## Brief
Retype every line from the one containing "the dirt path" through the last line of the records below, both included; leave out the pictures.

## Data extract
▽
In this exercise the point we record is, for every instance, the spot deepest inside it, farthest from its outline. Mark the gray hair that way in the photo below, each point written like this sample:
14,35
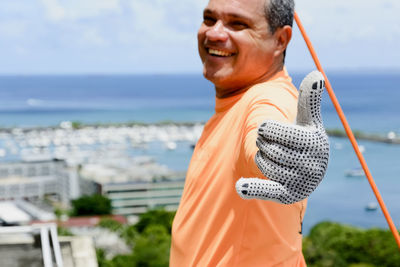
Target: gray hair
279,13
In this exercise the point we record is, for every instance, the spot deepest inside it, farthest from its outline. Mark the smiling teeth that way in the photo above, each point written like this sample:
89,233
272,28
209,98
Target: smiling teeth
219,53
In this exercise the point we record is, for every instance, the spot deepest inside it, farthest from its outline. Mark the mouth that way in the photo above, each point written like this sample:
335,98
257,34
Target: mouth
218,53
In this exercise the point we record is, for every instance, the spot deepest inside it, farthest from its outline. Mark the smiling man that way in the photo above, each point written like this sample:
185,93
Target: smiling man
242,46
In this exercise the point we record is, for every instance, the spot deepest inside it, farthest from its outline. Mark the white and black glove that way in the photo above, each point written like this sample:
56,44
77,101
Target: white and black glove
293,156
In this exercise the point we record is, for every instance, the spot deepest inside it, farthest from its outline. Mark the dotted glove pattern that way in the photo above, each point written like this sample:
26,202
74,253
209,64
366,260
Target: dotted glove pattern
293,156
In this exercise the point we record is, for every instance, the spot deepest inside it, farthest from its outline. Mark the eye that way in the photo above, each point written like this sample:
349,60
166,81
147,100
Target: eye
208,20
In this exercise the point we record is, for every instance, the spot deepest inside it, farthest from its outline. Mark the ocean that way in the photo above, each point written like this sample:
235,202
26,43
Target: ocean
370,102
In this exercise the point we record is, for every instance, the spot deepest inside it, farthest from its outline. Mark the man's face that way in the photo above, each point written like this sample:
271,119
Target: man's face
235,44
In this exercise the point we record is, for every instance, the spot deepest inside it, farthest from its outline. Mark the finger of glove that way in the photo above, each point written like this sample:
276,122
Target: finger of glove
289,135
276,172
280,154
255,188
309,103
299,183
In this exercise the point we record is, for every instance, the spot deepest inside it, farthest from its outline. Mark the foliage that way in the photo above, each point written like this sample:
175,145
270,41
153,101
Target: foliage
152,247
328,244
91,205
155,217
110,224
149,238
332,244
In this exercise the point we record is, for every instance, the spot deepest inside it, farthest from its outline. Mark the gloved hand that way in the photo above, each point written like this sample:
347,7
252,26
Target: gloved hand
293,156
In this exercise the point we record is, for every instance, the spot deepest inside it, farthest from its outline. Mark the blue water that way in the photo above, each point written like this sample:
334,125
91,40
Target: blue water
370,101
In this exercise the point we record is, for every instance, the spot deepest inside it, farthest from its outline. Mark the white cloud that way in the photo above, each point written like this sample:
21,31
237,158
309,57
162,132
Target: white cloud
57,10
54,10
146,35
12,29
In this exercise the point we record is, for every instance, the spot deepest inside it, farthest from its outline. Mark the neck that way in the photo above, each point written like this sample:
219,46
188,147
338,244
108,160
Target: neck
222,92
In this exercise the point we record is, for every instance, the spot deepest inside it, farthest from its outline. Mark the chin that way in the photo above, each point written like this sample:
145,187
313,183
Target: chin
218,77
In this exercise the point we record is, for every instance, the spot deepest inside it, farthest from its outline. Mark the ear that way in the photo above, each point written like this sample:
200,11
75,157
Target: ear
282,36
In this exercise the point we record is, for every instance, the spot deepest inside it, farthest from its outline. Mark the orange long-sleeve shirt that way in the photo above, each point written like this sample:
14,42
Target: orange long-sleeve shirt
213,225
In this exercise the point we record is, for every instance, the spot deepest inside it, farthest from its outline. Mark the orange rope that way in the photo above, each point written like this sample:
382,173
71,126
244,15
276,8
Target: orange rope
349,132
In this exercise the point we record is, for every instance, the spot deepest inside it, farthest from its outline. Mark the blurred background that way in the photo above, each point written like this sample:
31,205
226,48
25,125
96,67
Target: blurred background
102,101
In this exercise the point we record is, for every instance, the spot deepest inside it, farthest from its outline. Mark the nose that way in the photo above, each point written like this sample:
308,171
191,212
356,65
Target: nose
217,32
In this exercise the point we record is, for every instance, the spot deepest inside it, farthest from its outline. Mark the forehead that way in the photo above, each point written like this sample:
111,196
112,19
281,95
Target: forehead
245,8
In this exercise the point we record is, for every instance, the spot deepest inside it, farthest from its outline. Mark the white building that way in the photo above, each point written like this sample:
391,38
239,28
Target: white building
30,179
137,197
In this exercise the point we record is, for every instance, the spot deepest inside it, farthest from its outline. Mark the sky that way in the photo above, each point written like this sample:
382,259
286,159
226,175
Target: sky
159,36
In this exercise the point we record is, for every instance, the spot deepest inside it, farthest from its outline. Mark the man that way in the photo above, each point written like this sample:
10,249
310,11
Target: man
242,46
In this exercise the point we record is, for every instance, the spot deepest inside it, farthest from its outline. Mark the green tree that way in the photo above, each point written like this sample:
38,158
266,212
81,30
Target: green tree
152,247
110,224
91,205
155,217
333,244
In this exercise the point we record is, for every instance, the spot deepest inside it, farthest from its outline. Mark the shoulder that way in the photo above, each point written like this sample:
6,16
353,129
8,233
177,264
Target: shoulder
279,95
276,90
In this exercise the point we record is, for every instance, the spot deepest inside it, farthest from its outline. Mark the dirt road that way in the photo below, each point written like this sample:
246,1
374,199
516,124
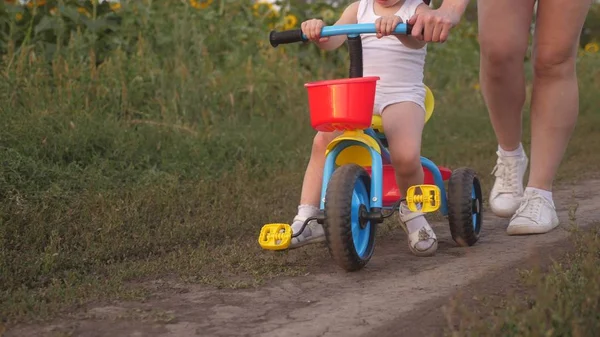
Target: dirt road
397,294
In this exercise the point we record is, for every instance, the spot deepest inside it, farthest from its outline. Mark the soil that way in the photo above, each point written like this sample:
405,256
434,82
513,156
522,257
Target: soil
396,294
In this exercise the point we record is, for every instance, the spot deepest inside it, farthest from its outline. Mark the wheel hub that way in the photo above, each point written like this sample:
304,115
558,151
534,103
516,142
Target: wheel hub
363,218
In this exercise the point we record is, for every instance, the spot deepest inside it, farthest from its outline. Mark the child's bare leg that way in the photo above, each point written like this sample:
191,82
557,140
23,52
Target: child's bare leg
311,193
403,125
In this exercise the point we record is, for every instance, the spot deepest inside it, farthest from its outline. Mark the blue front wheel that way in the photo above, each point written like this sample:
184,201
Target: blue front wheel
350,237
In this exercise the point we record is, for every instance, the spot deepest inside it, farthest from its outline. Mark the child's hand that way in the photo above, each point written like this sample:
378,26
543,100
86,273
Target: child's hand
312,30
385,25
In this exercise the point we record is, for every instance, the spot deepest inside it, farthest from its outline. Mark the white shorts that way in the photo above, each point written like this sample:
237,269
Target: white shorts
383,100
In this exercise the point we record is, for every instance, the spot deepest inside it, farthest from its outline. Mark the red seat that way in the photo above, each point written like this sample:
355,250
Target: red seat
391,193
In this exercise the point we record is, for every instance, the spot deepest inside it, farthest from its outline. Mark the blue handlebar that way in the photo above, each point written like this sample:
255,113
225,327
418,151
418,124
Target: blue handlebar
352,30
357,29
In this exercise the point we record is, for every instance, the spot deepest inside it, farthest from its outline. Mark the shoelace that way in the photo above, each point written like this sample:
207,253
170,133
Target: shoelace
529,208
507,174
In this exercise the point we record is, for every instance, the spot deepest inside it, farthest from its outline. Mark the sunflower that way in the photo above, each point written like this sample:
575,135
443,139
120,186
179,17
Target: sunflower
200,4
270,10
36,3
290,21
592,48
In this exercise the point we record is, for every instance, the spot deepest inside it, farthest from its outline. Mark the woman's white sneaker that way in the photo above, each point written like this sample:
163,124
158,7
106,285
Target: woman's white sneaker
535,215
507,191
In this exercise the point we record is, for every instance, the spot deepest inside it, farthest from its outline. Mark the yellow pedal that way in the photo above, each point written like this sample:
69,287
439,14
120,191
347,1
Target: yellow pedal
276,236
428,198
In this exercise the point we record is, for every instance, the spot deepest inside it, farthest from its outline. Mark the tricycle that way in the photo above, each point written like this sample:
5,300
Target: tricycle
359,187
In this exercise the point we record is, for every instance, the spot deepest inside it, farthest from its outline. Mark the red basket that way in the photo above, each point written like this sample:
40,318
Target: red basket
344,104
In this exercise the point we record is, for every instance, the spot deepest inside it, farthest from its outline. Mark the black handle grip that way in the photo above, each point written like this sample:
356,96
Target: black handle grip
288,36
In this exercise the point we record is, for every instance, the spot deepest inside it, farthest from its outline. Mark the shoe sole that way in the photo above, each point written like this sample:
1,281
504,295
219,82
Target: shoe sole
420,253
309,241
527,230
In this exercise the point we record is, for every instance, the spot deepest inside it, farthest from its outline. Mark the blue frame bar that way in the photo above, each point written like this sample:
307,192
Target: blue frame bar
356,29
437,177
376,172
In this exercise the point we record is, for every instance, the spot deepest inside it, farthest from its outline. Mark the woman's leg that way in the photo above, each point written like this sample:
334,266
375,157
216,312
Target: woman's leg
503,37
554,108
403,126
311,193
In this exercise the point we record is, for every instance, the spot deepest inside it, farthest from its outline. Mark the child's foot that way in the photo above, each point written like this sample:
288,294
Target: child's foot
421,238
507,191
536,215
313,232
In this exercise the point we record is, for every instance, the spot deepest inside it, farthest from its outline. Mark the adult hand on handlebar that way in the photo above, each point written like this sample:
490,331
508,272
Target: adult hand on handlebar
312,29
433,25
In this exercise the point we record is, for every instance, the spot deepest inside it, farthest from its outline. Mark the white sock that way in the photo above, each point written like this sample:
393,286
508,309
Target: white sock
544,193
307,211
514,153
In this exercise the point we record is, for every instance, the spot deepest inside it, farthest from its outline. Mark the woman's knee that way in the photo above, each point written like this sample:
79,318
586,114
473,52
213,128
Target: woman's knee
498,59
554,62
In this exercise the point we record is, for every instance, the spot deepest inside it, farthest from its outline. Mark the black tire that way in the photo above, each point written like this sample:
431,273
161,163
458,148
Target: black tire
465,213
339,214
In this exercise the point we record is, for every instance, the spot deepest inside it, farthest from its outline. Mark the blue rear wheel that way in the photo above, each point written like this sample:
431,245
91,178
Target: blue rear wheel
465,206
350,237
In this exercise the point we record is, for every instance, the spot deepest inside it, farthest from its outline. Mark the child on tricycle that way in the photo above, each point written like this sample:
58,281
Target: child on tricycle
398,60
366,156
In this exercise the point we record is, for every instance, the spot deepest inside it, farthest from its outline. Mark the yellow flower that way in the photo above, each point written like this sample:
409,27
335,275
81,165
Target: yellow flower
84,11
270,11
115,6
36,3
200,4
290,21
327,15
592,48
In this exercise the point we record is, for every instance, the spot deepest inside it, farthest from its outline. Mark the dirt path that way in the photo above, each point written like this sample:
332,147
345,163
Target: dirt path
380,300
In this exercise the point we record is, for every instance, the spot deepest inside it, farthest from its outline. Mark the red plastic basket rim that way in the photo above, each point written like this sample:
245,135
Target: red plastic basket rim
342,81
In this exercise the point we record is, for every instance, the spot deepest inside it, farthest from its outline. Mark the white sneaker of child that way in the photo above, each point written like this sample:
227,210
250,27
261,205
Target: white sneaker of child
313,232
421,238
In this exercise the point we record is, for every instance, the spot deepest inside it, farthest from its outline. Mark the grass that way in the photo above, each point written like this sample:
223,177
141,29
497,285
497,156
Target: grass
562,301
165,159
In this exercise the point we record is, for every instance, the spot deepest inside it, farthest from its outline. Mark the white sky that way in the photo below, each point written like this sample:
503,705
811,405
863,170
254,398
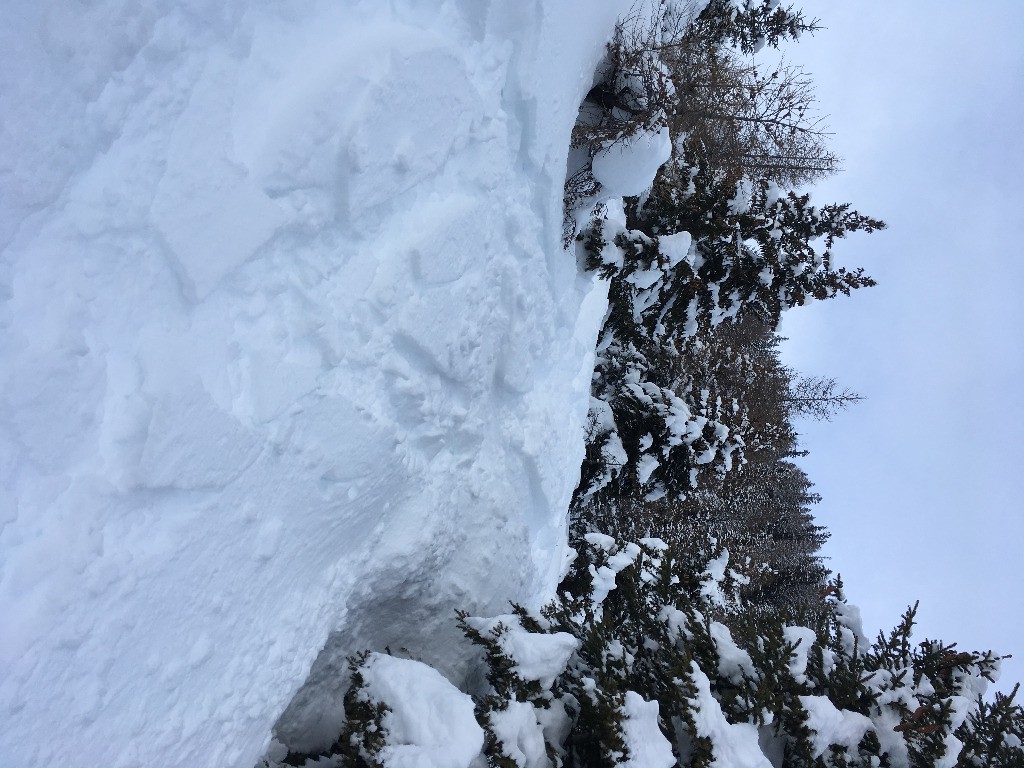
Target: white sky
923,481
△
## Answer to this problem
In this exercise the point we record is, for every instance, the spot deepest inside it, farthest from its outline. Mark the dirt path that way in the photo above, each point written like this sample:
332,147
345,163
Target: dirt path
380,300
In this exercise the point we record is, for every instance, the spot deepest inside it, farthest from its outline. Mark the red plastic basket rim that way in the photo above, each point written like this sample:
245,135
Target: red plastic basket rim
342,81
In this exercise the point we record is, for every instance, the spot deepest inside it, farthest from its outline. Mark the white sneaker of child that way in the photo above, each point written like this sample:
227,210
250,27
261,205
Target: white sneaker of child
313,232
421,238
In this exercise the point we record is, for every instance, the spot deepest inside it, farthest from its outline. Mark the grass that way in the photo above, each point written like this sample:
223,177
141,29
497,285
497,156
Target: grass
562,301
165,159
In this exercise the point we record is, for every instance, the spot deepest inside it, farthest from its outline. Mark the white sky that way in the photo below, each point written like this sample:
503,705
811,405
863,170
254,398
Target: white sky
923,481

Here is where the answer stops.